Selection:
The Order of the Griffon (German: Greifenorden) was a State Order of the Grand Duchy of Mecklenburg-Schwerin. Established on 15 September 1884, it was created to honour benevolence and outstanding service to the public. In August 1904, the Order of the Griffon was extended to citizens of the Grand Duchy of Mecklenburg-Strelitz, with the rulers of the two grand duchies serving jointly as the Grand Masters of the order.

Classes
The Order of the Griffon was awarded in three classes with six grades:
First class
 Grand Cross
Second class
 Grand Commander's Cross
 Commander's Cross
 Officer's Cross or Honour Cross
Third class
 Knight's Cross with Crown
 Knight's Cross

Appearance
The badge of the order was a red enameled maltese cross, outlined in gold. On the centre of the cross is a disc with a golden griffon surrounded by a gold ring. The Grand Cross badge was worn at the left hip, hanging from a 4 in wide sash that goes over the right shoulder. The Grand Commander's and Commander's Cross badges were worn suspended from the neck on a narrower ribbon. These badges were slightly smaller than the Grand Cross badge, but otherwise identical in appearance. The Honour Cross was smaller still and did not have the gold ring surrounding the griffon in the centre. Finally, the two Knight's Crosses were slightly smaller than the Commander's Cross and worn suspended from a ribbon worn on the left chest.

Data excerpt:
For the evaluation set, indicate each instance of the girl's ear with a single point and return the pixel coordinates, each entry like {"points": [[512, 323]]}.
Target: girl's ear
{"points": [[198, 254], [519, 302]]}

Tasks for this exercise:
a - In the passage on the Order of the Griffon, on what date was the order established?
b - Extend the passage on the Order of the Griffon, starting after its final sentence.
These lines have no connection to the passage on the Order of the Griffon.

The results:
a - On 15 September 1884.

b -
The star of the order was worn by recipients of the Grand Cross and Grand Commander's Cross on the left chest. The Grand Cross star was a silver 8-armed star with arms of equal length. In the centre of the star is a disc bearing a gold griffon. The disc is surrounded by red enamel with the motto ALTIOR ADVERSIS (Against All Odds), in gold lettering and bordered in gold. The Grand Commander's Cross star was smaller silver 8-armed star with arms alternating between long and short length.

The ribbon of the order was yellow with red edges.

Recipients 

 Duke Adolf Friedrich of Mecklenburg
 Adolphus Frederick VI, Grand Duke of Mecklenburg-Strelitz
 Adolphus Frederick V, Grand Duke of Mecklenburg-Strelitz
 Grand Duke Alexander Mikhailovich of Russia
 Joachim von Amsberg (general)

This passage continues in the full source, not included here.